-- Data under study follows --
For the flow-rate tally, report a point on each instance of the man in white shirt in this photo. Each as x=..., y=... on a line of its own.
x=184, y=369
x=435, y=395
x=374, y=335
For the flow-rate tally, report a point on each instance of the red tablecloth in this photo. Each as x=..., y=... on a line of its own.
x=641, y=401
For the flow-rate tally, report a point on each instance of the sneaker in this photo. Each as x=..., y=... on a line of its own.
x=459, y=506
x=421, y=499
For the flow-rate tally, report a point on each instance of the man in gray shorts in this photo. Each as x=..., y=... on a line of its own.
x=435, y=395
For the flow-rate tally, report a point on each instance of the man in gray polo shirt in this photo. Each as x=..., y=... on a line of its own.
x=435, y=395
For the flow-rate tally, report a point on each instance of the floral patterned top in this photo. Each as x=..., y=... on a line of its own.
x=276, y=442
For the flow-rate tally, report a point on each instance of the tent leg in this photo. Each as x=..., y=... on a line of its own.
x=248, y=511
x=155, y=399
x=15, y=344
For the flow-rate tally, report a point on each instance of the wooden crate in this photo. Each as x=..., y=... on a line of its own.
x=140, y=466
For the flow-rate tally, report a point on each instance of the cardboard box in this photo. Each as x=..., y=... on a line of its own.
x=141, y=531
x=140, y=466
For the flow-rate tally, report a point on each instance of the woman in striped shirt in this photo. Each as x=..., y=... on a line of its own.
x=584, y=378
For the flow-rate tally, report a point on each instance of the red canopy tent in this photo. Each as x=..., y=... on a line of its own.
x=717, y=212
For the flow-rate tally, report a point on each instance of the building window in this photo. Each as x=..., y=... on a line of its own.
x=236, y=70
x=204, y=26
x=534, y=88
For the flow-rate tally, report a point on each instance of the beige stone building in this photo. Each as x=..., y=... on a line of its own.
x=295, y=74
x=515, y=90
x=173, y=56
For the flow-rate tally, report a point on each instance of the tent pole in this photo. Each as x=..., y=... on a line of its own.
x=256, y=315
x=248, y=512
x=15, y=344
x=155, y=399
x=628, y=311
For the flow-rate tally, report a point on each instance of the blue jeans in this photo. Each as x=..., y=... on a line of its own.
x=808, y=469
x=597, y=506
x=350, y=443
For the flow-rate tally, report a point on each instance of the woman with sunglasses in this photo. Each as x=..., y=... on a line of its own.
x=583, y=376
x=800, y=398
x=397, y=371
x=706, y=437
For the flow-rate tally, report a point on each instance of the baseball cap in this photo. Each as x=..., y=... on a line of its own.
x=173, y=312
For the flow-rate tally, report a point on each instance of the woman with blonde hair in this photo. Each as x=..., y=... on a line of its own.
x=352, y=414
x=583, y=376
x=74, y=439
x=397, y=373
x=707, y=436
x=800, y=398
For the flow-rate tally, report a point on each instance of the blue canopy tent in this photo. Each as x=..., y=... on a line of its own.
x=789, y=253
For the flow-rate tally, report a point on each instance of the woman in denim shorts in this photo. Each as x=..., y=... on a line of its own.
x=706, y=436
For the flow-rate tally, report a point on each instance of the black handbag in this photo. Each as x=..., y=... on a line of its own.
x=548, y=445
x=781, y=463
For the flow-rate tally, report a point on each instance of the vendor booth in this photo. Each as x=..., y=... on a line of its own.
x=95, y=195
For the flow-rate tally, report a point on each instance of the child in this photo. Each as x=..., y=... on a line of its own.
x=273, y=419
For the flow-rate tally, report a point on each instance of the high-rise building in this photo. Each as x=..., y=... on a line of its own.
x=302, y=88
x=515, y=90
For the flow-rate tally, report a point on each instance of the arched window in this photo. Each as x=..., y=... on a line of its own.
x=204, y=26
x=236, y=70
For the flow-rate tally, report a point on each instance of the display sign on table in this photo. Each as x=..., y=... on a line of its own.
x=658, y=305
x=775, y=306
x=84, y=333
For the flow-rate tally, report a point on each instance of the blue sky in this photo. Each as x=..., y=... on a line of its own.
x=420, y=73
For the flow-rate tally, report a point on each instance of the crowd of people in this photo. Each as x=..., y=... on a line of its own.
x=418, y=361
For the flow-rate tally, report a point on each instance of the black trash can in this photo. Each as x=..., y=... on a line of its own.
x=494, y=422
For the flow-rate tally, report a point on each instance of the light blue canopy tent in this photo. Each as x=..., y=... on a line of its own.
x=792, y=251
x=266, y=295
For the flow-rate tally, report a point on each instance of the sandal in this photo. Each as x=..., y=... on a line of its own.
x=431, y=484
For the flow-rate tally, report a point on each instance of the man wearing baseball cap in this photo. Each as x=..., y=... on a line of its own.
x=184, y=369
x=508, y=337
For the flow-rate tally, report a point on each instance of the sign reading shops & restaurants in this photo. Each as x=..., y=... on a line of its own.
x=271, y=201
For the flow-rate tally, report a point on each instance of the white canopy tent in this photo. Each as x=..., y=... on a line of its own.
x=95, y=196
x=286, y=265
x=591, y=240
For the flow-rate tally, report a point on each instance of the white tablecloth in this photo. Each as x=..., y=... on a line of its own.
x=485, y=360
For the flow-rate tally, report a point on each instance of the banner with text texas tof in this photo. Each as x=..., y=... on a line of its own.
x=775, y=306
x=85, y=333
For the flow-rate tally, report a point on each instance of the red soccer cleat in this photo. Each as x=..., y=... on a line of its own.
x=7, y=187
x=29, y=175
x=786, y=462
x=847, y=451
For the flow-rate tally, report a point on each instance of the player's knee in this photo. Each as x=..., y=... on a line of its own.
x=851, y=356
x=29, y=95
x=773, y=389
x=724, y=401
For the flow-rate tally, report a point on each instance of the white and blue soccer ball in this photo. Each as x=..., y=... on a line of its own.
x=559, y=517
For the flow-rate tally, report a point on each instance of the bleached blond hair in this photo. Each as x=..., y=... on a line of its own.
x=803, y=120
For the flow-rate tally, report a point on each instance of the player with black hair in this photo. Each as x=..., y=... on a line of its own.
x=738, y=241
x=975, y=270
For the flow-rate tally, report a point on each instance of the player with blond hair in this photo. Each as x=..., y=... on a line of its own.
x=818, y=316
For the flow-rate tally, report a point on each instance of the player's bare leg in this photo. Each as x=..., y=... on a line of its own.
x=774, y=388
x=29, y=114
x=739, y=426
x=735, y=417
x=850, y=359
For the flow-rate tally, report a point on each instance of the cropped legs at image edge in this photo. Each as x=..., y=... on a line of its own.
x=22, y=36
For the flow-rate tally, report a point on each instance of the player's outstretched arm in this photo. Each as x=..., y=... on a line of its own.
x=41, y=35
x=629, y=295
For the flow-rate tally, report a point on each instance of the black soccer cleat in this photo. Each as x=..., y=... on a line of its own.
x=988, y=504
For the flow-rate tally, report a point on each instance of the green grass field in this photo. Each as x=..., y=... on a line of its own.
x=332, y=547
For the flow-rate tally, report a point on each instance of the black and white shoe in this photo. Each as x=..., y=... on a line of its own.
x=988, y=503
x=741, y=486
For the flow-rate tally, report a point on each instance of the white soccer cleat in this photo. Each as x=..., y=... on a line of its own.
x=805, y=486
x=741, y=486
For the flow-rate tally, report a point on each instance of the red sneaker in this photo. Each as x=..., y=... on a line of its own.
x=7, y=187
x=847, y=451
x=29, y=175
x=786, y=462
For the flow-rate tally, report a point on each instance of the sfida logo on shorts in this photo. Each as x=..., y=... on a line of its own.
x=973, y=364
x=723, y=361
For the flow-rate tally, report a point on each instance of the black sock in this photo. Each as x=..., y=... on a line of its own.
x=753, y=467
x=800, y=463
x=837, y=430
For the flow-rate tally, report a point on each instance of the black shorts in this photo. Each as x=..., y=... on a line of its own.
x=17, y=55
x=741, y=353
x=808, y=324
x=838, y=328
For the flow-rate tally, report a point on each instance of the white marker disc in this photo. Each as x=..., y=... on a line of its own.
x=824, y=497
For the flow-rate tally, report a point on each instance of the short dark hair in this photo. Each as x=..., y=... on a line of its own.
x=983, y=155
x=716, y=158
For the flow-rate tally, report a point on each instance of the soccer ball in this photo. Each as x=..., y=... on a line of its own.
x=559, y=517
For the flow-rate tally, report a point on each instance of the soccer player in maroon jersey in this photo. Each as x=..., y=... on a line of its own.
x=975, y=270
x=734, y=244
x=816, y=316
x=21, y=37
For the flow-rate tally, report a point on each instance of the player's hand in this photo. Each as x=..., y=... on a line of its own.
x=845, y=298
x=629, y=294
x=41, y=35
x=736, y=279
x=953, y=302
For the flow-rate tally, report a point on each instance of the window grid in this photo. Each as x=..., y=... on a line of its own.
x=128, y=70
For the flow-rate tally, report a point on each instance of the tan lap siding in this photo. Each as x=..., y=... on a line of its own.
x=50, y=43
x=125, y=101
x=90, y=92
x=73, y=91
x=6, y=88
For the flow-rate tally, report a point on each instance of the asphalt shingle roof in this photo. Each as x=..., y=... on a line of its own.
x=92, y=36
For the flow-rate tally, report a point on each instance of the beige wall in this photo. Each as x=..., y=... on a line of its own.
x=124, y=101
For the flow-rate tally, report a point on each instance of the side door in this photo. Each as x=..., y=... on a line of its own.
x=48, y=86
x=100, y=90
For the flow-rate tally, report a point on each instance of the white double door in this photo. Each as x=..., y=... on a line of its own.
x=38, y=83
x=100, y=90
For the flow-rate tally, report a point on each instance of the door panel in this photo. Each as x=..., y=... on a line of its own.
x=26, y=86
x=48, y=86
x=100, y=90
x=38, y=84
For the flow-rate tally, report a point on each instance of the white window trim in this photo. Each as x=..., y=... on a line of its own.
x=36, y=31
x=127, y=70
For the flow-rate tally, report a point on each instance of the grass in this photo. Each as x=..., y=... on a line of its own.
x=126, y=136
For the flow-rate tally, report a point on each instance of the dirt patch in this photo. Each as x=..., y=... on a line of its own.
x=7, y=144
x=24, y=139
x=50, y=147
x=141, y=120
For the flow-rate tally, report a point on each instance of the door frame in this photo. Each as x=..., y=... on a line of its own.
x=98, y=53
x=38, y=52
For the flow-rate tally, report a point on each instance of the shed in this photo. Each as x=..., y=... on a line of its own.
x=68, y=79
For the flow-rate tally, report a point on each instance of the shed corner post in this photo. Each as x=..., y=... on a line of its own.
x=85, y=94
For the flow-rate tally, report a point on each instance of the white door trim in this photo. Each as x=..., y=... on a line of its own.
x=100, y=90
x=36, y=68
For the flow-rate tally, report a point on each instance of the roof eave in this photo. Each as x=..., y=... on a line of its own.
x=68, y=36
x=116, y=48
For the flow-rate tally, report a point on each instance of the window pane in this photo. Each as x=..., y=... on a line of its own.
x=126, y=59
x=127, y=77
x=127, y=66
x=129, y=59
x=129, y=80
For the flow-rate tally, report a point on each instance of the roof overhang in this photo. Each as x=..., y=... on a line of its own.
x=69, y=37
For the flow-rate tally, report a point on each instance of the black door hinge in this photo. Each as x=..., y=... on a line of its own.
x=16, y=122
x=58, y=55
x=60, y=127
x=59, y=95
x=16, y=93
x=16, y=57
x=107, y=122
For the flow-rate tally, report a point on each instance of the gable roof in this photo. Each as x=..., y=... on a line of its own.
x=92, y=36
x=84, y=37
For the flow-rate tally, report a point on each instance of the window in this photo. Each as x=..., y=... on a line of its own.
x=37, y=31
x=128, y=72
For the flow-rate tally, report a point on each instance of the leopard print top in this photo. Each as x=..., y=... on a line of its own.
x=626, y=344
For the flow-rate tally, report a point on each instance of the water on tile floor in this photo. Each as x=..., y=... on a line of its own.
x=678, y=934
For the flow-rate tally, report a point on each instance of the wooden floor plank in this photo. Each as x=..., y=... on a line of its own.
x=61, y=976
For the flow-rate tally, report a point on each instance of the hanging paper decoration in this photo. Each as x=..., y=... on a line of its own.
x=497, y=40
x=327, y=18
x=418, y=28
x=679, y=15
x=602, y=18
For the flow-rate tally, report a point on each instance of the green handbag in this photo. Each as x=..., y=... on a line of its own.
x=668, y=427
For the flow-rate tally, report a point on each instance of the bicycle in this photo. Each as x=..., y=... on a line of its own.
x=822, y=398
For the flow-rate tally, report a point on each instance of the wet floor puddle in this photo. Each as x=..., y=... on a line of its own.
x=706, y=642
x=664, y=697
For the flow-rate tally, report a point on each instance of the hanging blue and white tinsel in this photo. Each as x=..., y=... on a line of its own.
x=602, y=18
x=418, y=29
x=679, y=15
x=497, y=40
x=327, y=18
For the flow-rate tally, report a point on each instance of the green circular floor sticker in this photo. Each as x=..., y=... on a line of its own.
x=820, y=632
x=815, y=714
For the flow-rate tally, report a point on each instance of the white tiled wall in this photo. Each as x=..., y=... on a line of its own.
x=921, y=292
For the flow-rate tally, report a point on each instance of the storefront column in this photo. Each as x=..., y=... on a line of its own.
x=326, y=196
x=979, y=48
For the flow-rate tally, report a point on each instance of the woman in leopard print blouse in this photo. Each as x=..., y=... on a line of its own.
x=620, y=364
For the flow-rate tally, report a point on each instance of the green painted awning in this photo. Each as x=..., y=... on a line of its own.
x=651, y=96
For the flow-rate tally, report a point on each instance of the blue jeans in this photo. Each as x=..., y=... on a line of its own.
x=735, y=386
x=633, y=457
-- Data under study concluded --
■ Your goal: Your answer must consist only of the lines from the one containing "of the storefront" through the last line of the data above, both included, exactly as written.

■ Exercise result:
For the flow-rate tally, report a point on each instance of the storefront column in this photo. Each as x=..., y=... on a line of its own.
x=326, y=196
x=979, y=48
For the flow-rate tally, report a point on each instance of the woman in leopard print blouse in this photo. Each as x=..., y=... on a line of its own.
x=620, y=364
For the flow-rate tally, report a point on each instance of the green painted awning in this photo. Each as x=..., y=... on a line of its own.
x=651, y=96
For the flow-rate tally, report a point on each instance of the blue jeans in this photo. Each as x=..., y=... on a line of its own.
x=735, y=386
x=633, y=457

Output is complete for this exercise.